**Task set**
[1] Translate this sentence from the article on Susan Brownmiller and Harvey Weinstein into Spanish: "Rumors persisted for years that Weinstein, a film producer and distributor of extraordinary influence, set out to defile and degrade countless women."
[2] According to the article on Susan Brownmiller and Harvey Weinstein, in what year did Brownmiller publish "Against Our Will: Men, Women, and Rape"?

**Article**
• • • • • • •

The producer and other powerful men are facing repercussions for their alleged abusive behavior. Will the President?
In
1975, Susan Brownmiller published a startling and controversial volume
in the literature of feminism. It was called “Against Our Will: Men,
Women, and Rape.” Deploying a wide range of examples from history,
criminology, psychoanalysis, mythology, and popular culture, Brownmiller
came to a provocative conclusion about the origins of the patriarchal
order. “Man’s discovery that his genitalia could serve as a weapon to
generate fear,” she wrote, “must rank as one of the most important
discoveries of prehistoric times, along with the use of fire and the
first crude stone axe.” Sexual coercion, and the threat of its
possibility, in the street, in the workplace, and in the home, she
found, is less a matter of frenzied lust than a deliberate exercise of
physical power, a declaration of superiority “designed to intimidate and
inspire fear.”
Brownmiller chronicled the use
of rape as a weapon in warfare, from classical antiquity to Vietnam; its
role in the history of marital and property rights; the grotesque way
that it shapes our notions of “masculinity” and “femininity.” Some of
her arguments, particularly those pertaining to race, met with strong
and convincing resistance from such critics as Angela
Davis—Brownmiller’s treatment of the Emmett Till case reads today as
morally oblivious—yet “Against Our Will” remains an important prod to
our understanding of the social order.
One of
the most pernicious myths, Brownmiller wrote, is that women “cry rape
with ease and glee.” As Jodi Kantor and Megan Twohey, in the Times, and Ronan Farrow, in The New Yorker,
have made plain in their recent reporting on the Harvey Weinstein case,
women who speak up about sexual predation do so with extreme difficulty
and dread. Rumors persisted for years that Weinstein, a film producer
and distributor of extraordinary influence, set out to defile and
degrade countless women. And, using the instruments of his power—jobs,
payoffs, nondisclosure agreements, expensive lawyers and private
investigators—he sought to keep them silent.

• • • • • • •

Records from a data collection
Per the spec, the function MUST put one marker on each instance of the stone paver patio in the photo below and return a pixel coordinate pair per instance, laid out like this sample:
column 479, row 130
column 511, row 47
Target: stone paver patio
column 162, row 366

• • • • • • •

**List of solutions**
[1] Durante años persistieron los rumores de que Weinstein, un productor y distribuidor de cine de extraordinaria influencia, se propuso mancillar y degradar a innumerables mujeres.

[2] 1975